* [Dataset rows]:
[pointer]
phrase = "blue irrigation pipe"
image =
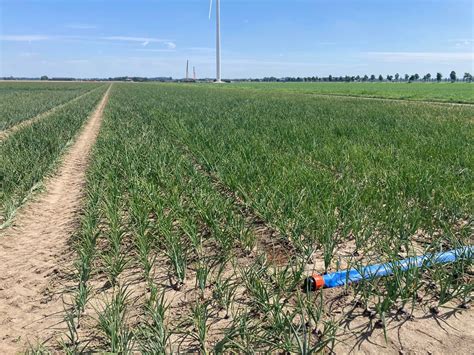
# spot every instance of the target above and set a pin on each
(344, 277)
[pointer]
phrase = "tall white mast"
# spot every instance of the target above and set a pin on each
(218, 41)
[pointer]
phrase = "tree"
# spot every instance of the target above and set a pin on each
(452, 76)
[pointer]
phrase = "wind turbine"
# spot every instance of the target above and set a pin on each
(218, 38)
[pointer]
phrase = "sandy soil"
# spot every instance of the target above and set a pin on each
(34, 252)
(22, 124)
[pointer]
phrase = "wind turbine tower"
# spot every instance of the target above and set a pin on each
(218, 38)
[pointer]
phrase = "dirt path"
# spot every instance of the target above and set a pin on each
(4, 134)
(34, 252)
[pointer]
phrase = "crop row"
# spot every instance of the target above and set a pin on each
(343, 183)
(32, 152)
(22, 101)
(438, 92)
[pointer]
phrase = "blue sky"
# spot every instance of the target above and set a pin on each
(101, 38)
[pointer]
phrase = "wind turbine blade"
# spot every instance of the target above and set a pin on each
(210, 9)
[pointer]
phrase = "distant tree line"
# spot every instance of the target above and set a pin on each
(409, 78)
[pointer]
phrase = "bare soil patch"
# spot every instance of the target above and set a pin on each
(34, 251)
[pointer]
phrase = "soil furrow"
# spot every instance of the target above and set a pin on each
(34, 251)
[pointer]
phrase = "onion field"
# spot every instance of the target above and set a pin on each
(433, 92)
(206, 207)
(22, 101)
(32, 152)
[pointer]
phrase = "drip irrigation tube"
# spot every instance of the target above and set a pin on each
(344, 277)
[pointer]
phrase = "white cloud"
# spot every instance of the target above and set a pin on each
(142, 40)
(81, 26)
(407, 57)
(24, 38)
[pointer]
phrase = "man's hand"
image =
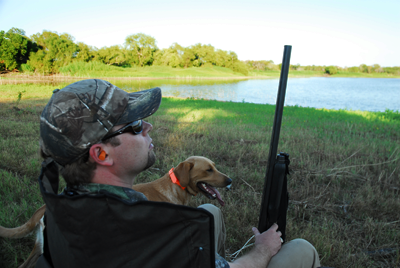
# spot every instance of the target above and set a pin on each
(268, 242)
(266, 246)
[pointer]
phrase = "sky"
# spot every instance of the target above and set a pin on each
(341, 32)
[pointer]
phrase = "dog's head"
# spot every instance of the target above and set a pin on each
(199, 174)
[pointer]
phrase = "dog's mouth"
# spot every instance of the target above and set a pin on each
(210, 192)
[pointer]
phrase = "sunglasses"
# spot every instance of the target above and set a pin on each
(136, 127)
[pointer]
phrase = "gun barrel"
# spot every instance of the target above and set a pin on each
(264, 223)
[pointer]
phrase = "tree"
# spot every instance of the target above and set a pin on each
(55, 51)
(114, 55)
(15, 48)
(331, 70)
(85, 53)
(140, 48)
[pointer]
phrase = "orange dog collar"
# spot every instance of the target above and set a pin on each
(174, 179)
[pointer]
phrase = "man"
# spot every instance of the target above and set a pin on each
(95, 133)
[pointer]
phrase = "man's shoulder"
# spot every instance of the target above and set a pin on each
(123, 193)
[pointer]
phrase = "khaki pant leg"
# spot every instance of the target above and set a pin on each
(219, 228)
(296, 253)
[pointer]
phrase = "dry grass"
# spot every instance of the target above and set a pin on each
(344, 184)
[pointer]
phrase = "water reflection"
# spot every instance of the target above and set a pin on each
(370, 94)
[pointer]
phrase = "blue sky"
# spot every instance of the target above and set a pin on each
(341, 32)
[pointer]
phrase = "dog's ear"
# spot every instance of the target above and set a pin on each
(182, 173)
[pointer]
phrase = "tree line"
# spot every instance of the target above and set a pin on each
(46, 52)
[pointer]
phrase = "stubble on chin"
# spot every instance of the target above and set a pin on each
(151, 159)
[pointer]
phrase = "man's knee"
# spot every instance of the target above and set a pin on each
(296, 253)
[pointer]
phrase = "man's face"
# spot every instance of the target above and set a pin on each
(135, 153)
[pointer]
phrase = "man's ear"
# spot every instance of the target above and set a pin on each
(99, 154)
(182, 173)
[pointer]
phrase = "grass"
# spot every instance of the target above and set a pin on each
(344, 184)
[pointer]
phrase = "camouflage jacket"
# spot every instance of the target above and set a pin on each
(129, 195)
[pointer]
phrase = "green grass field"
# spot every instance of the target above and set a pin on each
(344, 185)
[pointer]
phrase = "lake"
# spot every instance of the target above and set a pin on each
(364, 94)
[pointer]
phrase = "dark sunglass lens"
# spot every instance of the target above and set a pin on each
(137, 128)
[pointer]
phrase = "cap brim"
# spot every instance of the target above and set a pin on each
(141, 104)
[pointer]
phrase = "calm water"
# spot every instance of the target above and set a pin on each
(365, 94)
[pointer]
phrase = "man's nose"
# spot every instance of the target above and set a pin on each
(147, 127)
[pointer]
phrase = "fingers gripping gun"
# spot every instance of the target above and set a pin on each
(275, 196)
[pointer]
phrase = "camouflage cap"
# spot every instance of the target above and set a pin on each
(82, 113)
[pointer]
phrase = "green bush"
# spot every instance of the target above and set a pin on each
(26, 68)
(331, 70)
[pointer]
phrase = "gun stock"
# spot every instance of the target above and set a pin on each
(275, 199)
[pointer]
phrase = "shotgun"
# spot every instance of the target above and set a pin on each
(275, 197)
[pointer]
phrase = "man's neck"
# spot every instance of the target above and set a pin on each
(109, 178)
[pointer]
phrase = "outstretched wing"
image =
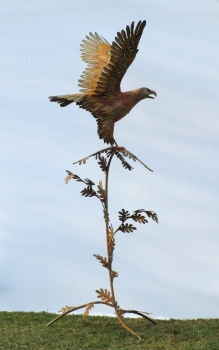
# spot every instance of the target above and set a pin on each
(107, 64)
(123, 52)
(96, 53)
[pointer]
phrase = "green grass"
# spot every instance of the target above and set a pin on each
(26, 330)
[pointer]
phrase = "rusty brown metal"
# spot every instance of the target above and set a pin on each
(104, 158)
(100, 82)
(102, 97)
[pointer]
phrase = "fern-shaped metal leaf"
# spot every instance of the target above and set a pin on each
(102, 163)
(104, 295)
(126, 153)
(82, 161)
(151, 214)
(125, 164)
(111, 249)
(102, 260)
(89, 182)
(126, 228)
(124, 215)
(106, 216)
(72, 176)
(65, 309)
(110, 234)
(101, 193)
(139, 218)
(88, 308)
(89, 192)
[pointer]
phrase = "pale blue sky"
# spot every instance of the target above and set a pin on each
(48, 232)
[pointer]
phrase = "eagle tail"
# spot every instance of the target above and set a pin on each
(65, 100)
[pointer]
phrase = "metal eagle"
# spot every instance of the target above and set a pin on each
(100, 82)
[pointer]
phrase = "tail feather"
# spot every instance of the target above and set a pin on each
(65, 100)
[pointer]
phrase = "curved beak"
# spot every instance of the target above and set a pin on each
(152, 93)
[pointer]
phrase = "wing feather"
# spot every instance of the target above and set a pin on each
(96, 53)
(107, 64)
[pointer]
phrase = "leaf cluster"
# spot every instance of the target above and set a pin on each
(136, 216)
(104, 295)
(111, 151)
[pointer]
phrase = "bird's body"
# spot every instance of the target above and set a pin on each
(107, 64)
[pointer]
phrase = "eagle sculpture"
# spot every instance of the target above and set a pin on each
(100, 82)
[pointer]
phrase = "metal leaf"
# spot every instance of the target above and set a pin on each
(102, 193)
(125, 164)
(88, 308)
(104, 295)
(124, 215)
(126, 228)
(102, 163)
(102, 260)
(89, 192)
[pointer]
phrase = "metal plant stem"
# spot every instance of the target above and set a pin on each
(108, 298)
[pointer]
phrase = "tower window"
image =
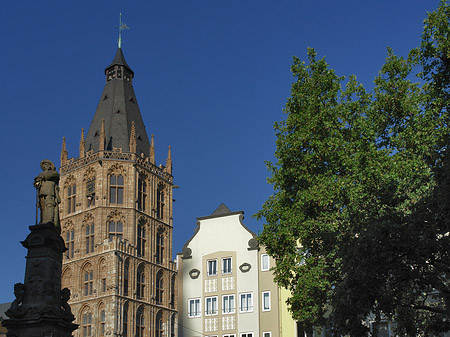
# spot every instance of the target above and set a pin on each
(116, 189)
(88, 282)
(115, 229)
(141, 240)
(90, 192)
(70, 242)
(159, 203)
(71, 198)
(142, 194)
(89, 238)
(159, 247)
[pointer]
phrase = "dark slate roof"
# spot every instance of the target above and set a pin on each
(119, 60)
(221, 210)
(118, 107)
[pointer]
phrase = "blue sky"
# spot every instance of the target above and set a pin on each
(211, 78)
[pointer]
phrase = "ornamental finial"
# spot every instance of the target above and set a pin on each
(122, 26)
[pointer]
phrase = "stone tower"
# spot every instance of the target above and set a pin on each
(116, 220)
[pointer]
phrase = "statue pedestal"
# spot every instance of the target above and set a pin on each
(39, 309)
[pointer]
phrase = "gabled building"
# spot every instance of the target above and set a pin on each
(226, 286)
(116, 220)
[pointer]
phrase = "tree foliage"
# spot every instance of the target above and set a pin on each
(359, 222)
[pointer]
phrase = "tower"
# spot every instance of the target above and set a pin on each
(116, 220)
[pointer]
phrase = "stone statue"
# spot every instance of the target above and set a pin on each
(67, 312)
(46, 184)
(16, 309)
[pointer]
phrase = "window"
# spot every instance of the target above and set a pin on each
(159, 247)
(89, 238)
(140, 323)
(212, 267)
(71, 198)
(140, 282)
(228, 304)
(90, 192)
(126, 270)
(125, 320)
(264, 262)
(194, 307)
(142, 194)
(211, 305)
(265, 300)
(226, 265)
(116, 189)
(70, 242)
(159, 287)
(86, 325)
(88, 282)
(246, 302)
(158, 325)
(141, 240)
(102, 322)
(115, 229)
(159, 203)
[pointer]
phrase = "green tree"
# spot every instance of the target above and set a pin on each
(359, 222)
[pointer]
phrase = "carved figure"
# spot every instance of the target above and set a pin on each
(16, 309)
(67, 312)
(48, 192)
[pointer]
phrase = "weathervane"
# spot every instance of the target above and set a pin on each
(122, 26)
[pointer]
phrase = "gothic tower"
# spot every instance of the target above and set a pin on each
(116, 219)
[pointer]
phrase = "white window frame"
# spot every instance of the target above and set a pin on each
(248, 308)
(214, 309)
(224, 272)
(209, 269)
(263, 267)
(229, 302)
(196, 313)
(263, 294)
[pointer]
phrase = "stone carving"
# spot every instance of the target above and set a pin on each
(16, 309)
(67, 312)
(46, 184)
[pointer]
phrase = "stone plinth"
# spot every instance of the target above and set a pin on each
(40, 307)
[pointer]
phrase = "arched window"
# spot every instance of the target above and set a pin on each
(142, 194)
(140, 281)
(172, 292)
(125, 320)
(89, 236)
(126, 270)
(86, 324)
(172, 326)
(159, 287)
(160, 202)
(141, 239)
(159, 247)
(88, 281)
(71, 198)
(116, 189)
(158, 325)
(115, 229)
(140, 322)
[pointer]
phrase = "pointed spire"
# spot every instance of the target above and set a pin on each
(82, 146)
(168, 168)
(133, 138)
(64, 153)
(152, 150)
(102, 138)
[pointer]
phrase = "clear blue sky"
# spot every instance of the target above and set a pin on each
(211, 78)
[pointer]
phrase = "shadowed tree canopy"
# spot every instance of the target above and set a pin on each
(359, 222)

* [Requirements]:
How many lines in the rows above contain the string "white"? Matching is case-sensitive; reply with the number only.

* [Answer below]:
3